Without the pictures, reproduce the records that follow exactly.

● ● ●

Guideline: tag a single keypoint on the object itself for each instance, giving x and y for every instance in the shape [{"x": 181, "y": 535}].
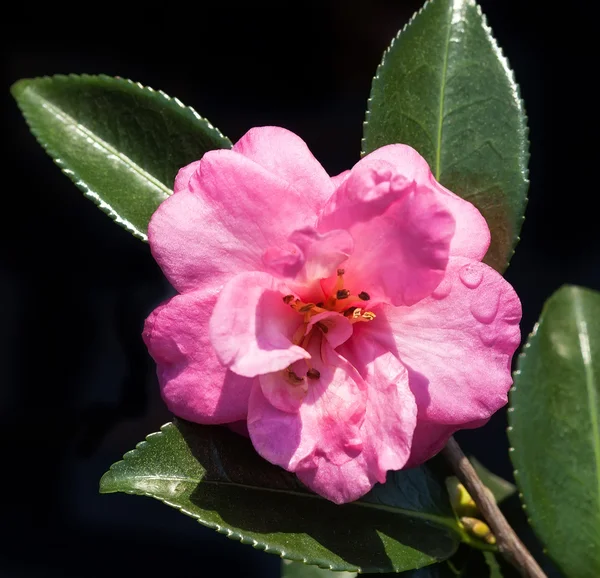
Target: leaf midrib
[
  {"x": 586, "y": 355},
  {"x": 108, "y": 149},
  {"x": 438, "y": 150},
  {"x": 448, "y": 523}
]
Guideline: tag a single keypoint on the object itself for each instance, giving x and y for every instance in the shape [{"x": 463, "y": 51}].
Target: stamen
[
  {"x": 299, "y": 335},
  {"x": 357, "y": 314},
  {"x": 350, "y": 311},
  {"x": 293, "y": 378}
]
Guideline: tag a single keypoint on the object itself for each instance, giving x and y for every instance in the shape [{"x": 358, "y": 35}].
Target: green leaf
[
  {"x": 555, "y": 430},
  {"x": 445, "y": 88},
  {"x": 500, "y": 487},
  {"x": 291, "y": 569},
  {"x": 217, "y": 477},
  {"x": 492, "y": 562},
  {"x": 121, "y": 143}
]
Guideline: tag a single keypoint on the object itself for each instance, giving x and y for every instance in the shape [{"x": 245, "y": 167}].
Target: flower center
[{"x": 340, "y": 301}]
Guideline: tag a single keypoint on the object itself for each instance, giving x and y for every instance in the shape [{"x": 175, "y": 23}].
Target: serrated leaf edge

● ● ●

▸ **EXERCISE SOLUTION**
Guideline: tag a single keypoint on the object itself for each instance, giving x and y for every instance in the shape [{"x": 181, "y": 535}].
Target: leaf midrib
[
  {"x": 586, "y": 355},
  {"x": 108, "y": 149},
  {"x": 438, "y": 150},
  {"x": 448, "y": 523}
]
Guideline: tag a single keypoint on the object itself for each instance, giving x and y for every instance in the shape [{"x": 463, "y": 51}].
Target: stamen
[
  {"x": 299, "y": 335},
  {"x": 357, "y": 314},
  {"x": 350, "y": 311},
  {"x": 293, "y": 378}
]
Guideline: tag a single keypoint on the object itself for each instance, giving x and y for every instance in the shape [{"x": 358, "y": 35}].
Target: green leaf
[
  {"x": 555, "y": 430},
  {"x": 445, "y": 88},
  {"x": 500, "y": 487},
  {"x": 291, "y": 569},
  {"x": 217, "y": 477},
  {"x": 492, "y": 562},
  {"x": 121, "y": 143}
]
Guideline: tag a single keypoint on the object itself for each instance, giving x and y for every instance in the shape [{"x": 245, "y": 167}].
Target: flower center
[{"x": 340, "y": 301}]
Guideline: tag a single keypoint on the object itself for each instance, giving x and y for every instance in the shape [{"x": 175, "y": 23}].
Target: serrated leaf edge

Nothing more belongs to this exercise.